▶ WHAT IS BEING ASKED
Copy out the listing below word for word, leaving out the pictures.

▶ TASK INPUT

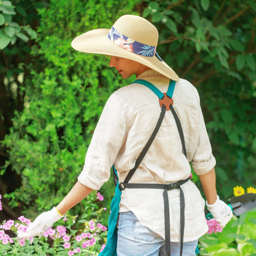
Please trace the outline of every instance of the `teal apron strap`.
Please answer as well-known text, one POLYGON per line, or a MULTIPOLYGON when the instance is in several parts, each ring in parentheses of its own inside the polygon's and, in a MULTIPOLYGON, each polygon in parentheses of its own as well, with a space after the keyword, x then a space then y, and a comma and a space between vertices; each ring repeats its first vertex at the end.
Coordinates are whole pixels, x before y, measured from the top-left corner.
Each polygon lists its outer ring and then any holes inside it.
MULTIPOLYGON (((113 166, 113 171, 116 176, 118 174, 113 166)), ((122 192, 119 190, 118 182, 114 191, 114 196, 112 199, 110 206, 110 215, 108 218, 108 231, 106 236, 106 244, 104 250, 98 254, 98 256, 117 256, 116 244, 118 242, 118 228, 116 223, 118 220, 118 214, 119 212, 119 204, 122 192)))

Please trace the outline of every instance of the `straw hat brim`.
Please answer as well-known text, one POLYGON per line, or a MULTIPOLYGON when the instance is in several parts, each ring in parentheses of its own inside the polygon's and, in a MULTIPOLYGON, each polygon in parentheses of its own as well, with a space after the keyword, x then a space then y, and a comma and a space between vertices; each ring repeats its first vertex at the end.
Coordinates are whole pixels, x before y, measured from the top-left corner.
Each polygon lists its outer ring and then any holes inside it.
POLYGON ((142 56, 122 48, 108 38, 109 31, 109 29, 105 28, 90 30, 75 38, 71 42, 71 46, 79 52, 116 56, 132 60, 174 81, 178 81, 178 75, 164 61, 160 61, 156 56, 142 56))

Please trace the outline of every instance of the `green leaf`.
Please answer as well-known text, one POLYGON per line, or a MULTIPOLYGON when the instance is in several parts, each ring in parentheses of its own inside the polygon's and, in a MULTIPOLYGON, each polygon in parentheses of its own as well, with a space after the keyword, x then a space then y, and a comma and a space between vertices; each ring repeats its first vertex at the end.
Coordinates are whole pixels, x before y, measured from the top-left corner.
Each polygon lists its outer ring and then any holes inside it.
POLYGON ((211 256, 240 256, 238 252, 234 248, 222 249, 218 252, 215 252, 211 256))
POLYGON ((230 43, 234 50, 236 50, 238 52, 243 52, 244 50, 244 46, 238 40, 230 39, 230 43))
POLYGON ((4 49, 10 42, 10 38, 0 30, 0 49, 4 49))
POLYGON ((226 109, 223 109, 220 112, 223 121, 226 124, 231 124, 233 122, 233 114, 231 111, 226 109))
POLYGON ((202 31, 202 28, 198 28, 196 30, 196 38, 200 41, 206 41, 206 35, 204 34, 204 31, 202 31))
POLYGON ((196 49, 198 52, 200 52, 202 49, 202 47, 199 42, 196 42, 196 49))
POLYGON ((143 10, 143 12, 142 14, 142 17, 144 17, 144 18, 146 18, 151 14, 151 11, 150 10, 150 9, 145 8, 143 10))
POLYGON ((4 33, 10 38, 12 38, 15 33, 15 30, 10 26, 7 26, 4 29, 4 33))
MULTIPOLYGON (((5 1, 9 2, 9 1, 5 1)), ((0 4, 0 10, 4 14, 16 14, 15 11, 14 10, 14 6, 4 4, 3 3, 0 4)))
POLYGON ((254 246, 249 242, 238 244, 238 249, 242 255, 250 255, 250 254, 255 252, 254 246))
POLYGON ((210 6, 210 0, 201 0, 201 5, 204 10, 207 10, 210 6))
POLYGON ((10 6, 12 5, 12 2, 9 1, 4 1, 1 2, 2 4, 4 4, 5 6, 10 6))
POLYGON ((166 26, 172 31, 175 33, 178 32, 175 23, 173 22, 170 18, 168 18, 166 24, 166 26))
POLYGON ((228 63, 227 60, 227 58, 225 57, 222 53, 219 53, 218 54, 218 58, 220 59, 220 63, 222 66, 223 66, 225 68, 228 69, 228 63))
POLYGON ((256 150, 256 138, 254 138, 252 140, 252 148, 256 150))
POLYGON ((152 22, 158 22, 162 19, 162 14, 160 12, 156 12, 152 16, 152 22))
POLYGON ((16 6, 16 10, 17 12, 20 14, 23 17, 26 17, 26 11, 25 10, 25 9, 20 6, 16 6))
POLYGON ((38 36, 36 32, 30 27, 23 26, 23 30, 28 33, 31 39, 35 39, 38 36))
POLYGON ((17 37, 15 36, 13 36, 10 39, 10 43, 12 44, 12 45, 14 45, 16 42, 16 41, 17 37))
POLYGON ((29 38, 22 33, 18 32, 15 34, 18 38, 20 38, 24 42, 28 42, 28 41, 29 40, 29 38))
POLYGON ((2 26, 5 21, 6 19, 4 18, 4 16, 2 14, 0 14, 0 26, 2 26))
POLYGON ((256 70, 256 63, 252 54, 246 55, 246 63, 248 66, 254 71, 256 70))
POLYGON ((159 5, 156 2, 150 2, 148 8, 151 9, 152 12, 156 12, 159 8, 159 5))
POLYGON ((246 63, 246 58, 242 54, 239 54, 236 56, 236 65, 238 70, 241 70, 246 63))

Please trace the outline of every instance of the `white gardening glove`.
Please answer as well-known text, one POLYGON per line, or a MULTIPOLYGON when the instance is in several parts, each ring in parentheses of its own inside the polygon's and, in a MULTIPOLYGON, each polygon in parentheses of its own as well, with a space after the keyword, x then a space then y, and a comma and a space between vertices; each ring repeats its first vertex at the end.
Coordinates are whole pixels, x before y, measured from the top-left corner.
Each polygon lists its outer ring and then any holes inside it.
POLYGON ((30 225, 25 233, 18 233, 18 238, 26 238, 42 234, 52 226, 54 222, 60 220, 62 217, 55 207, 48 212, 43 212, 30 225))
POLYGON ((220 200, 218 196, 217 196, 216 202, 214 204, 209 204, 206 201, 206 206, 222 228, 224 228, 232 218, 233 212, 231 207, 220 200))

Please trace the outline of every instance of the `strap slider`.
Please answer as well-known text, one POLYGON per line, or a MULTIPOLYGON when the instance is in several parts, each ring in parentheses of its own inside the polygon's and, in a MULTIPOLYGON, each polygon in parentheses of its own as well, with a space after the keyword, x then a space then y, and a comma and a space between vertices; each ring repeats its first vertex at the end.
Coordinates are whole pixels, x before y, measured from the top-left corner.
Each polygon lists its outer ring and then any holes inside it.
POLYGON ((121 191, 122 190, 124 190, 126 187, 124 186, 124 184, 123 182, 121 182, 119 185, 118 186, 118 188, 119 189, 119 190, 121 191))
POLYGON ((178 182, 166 184, 166 189, 167 190, 172 190, 177 188, 180 188, 180 183, 178 182))
POLYGON ((174 100, 172 97, 168 96, 166 93, 164 94, 164 97, 162 98, 159 98, 160 107, 164 105, 166 108, 166 110, 170 110, 170 105, 174 105, 174 100))

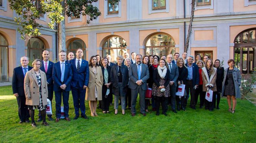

▶ REPLY
Please trace the outline of every instance of the `teal apron strap`.
Please answer as well-known text, one POLYGON per line, or a MULTIPOLYGON when the instance is in several parts, each ring in parentheses of its own inside the polygon's and, in a MULTIPOLYGON, each polygon in parentheses of its own as well, with a space after the keyword, x then a space then y, and a comma and a space between vertices; each ring repeats its first vertex at the end.
Coordinates are whole pixels, x before y, measured from the top-left corner.
Each polygon lists its outer ring and then any holes inside it.
MULTIPOLYGON (((113 166, 113 171, 116 176, 118 174, 113 166)), ((122 192, 119 190, 118 182, 114 191, 114 196, 112 199, 110 206, 110 215, 108 218, 108 231, 106 236, 106 244, 104 250, 98 254, 98 256, 117 256, 116 244, 118 242, 118 228, 116 223, 118 220, 118 214, 119 212, 119 204, 122 192)))

Please trace the outline of every instance of the `straw hat brim`.
Please answer as well-known text, one POLYGON per line, or a MULTIPOLYGON when the instance is in several parts, each ring in parentheses of its own inside the polygon's and, in a MULTIPOLYGON, each polygon in parentheses of its own as well, with a space after the keyword, x then a space then y, and a comma and a space between vertices; each ring repeats its first vertex at the end.
Coordinates are whole pixels, x before y, measured from the top-left corner.
Each polygon lists its outer ring and then any holes inside it.
POLYGON ((142 56, 122 48, 108 38, 109 31, 109 29, 105 28, 90 30, 75 38, 71 42, 71 46, 79 52, 116 56, 132 60, 174 81, 178 81, 178 75, 164 61, 160 61, 156 56, 142 56))

Please trace the outline of every instance of the `green leaf`.
Please answer as well-known text, one POLYGON per line, or a MULTIPOLYGON when the instance is in several parts, each ring in parentheses of its own inside the polygon's and, in a MULTIPOLYGON, each polygon in parentheses of its own as well, with a space after the keyword, x then a space then y, and a comma and a space between vertices; each ring repeats its first vertex at the end.
Coordinates are whole pixels, x before y, measured from the top-left corner.
Each polygon lists its outer ring and then any holes inside it.
POLYGON ((211 256, 240 256, 238 252, 234 248, 222 249, 218 252, 215 252, 211 256))
POLYGON ((230 43, 234 50, 236 50, 238 52, 243 52, 244 50, 244 46, 238 40, 230 39, 230 43))
POLYGON ((4 49, 10 42, 10 38, 0 30, 0 49, 4 49))
POLYGON ((226 109, 223 109, 220 112, 223 121, 226 124, 231 124, 233 122, 233 114, 231 111, 226 109))
POLYGON ((202 31, 202 28, 198 28, 196 30, 196 38, 200 41, 206 41, 206 35, 204 34, 204 31, 202 31))
POLYGON ((196 49, 198 52, 200 52, 202 49, 202 47, 199 42, 196 42, 196 49))
POLYGON ((143 10, 143 12, 142 14, 142 17, 144 17, 144 18, 146 18, 151 14, 151 11, 150 10, 150 9, 145 8, 143 10))
POLYGON ((4 33, 10 38, 12 38, 15 33, 15 30, 10 26, 7 26, 4 29, 4 33))
MULTIPOLYGON (((5 1, 9 2, 9 1, 5 1)), ((0 4, 0 10, 4 14, 16 14, 15 11, 14 10, 14 6, 4 4, 3 3, 0 4)))
POLYGON ((254 246, 249 242, 238 244, 238 249, 242 255, 250 255, 250 254, 255 252, 254 246))
POLYGON ((210 6, 210 0, 201 0, 201 5, 204 10, 207 10, 210 6))
POLYGON ((10 6, 12 5, 12 2, 9 1, 4 1, 1 2, 2 4, 4 4, 5 6, 10 6))
POLYGON ((166 26, 172 31, 175 33, 178 32, 175 23, 173 22, 170 18, 168 18, 166 24, 166 26))
POLYGON ((228 63, 227 60, 227 58, 225 57, 222 53, 219 53, 218 54, 218 58, 220 59, 220 63, 222 66, 223 66, 225 68, 228 69, 228 63))
POLYGON ((256 150, 256 138, 254 138, 252 140, 252 148, 256 150))
POLYGON ((152 22, 158 22, 162 19, 162 14, 160 12, 156 12, 152 16, 152 22))
POLYGON ((16 6, 16 10, 17 12, 20 14, 23 17, 26 17, 26 11, 25 10, 25 9, 20 6, 16 6))
POLYGON ((38 36, 36 32, 30 27, 23 26, 23 30, 28 33, 31 39, 35 39, 38 36))
POLYGON ((17 37, 15 36, 13 36, 10 39, 10 43, 12 44, 12 45, 14 45, 16 42, 16 41, 17 37))
POLYGON ((29 38, 22 33, 18 32, 15 34, 18 38, 20 38, 24 42, 28 42, 28 41, 29 40, 29 38))
POLYGON ((2 26, 5 21, 6 19, 4 18, 4 16, 2 14, 0 14, 0 26, 2 26))
POLYGON ((256 70, 256 63, 252 54, 246 55, 246 63, 248 66, 254 71, 256 70))
POLYGON ((159 5, 156 2, 150 2, 148 8, 151 9, 152 12, 156 12, 159 8, 159 5))
POLYGON ((246 63, 246 58, 242 54, 239 54, 236 56, 236 65, 238 70, 241 70, 246 63))

Please trace the outline of every instance of the `white gardening glove`.
Please answer as well-known text, one POLYGON per line, or a MULTIPOLYGON when the instance is in several parts, each ring in parentheses of its own inside the polygon's and, in a MULTIPOLYGON, each polygon in parentheses of its own as well, with a space after the keyword, x then a space then y, and a comma and a space between vertices; each ring repeats its first vertex at the end.
Coordinates are whole pixels, x before y, measured from the top-left corner.
Each polygon lists its outer ring and then any holes inside it.
POLYGON ((30 225, 25 233, 18 233, 18 238, 26 238, 42 234, 52 226, 54 222, 60 220, 62 217, 55 207, 48 212, 43 212, 30 225))
POLYGON ((220 200, 218 196, 217 196, 216 202, 214 204, 209 204, 206 201, 206 206, 222 228, 224 228, 232 218, 233 212, 231 207, 220 200))

Please trace the outline of every instance of the `strap slider`.
Please answer as well-known text, one POLYGON per line, or a MULTIPOLYGON when the instance is in several parts, each ring in parentheses of its own inside the polygon's and, in a MULTIPOLYGON, each polygon in parentheses of its own as well, with a space after the keyword, x then a space then y, and a comma and a space between vertices; each ring repeats its first vertex at the end.
Coordinates are whole pixels, x before y, measured from the top-left corner.
Each polygon lists its outer ring and then any holes inside it.
POLYGON ((121 191, 122 190, 124 190, 126 187, 124 186, 124 184, 123 182, 121 182, 119 185, 118 186, 118 188, 119 189, 119 190, 121 191))
POLYGON ((178 182, 166 184, 166 189, 167 190, 172 190, 177 188, 180 188, 180 183, 178 182))
POLYGON ((174 100, 172 97, 168 96, 166 93, 164 94, 164 97, 162 98, 159 98, 160 107, 164 105, 166 108, 166 110, 170 110, 170 105, 174 105, 174 100))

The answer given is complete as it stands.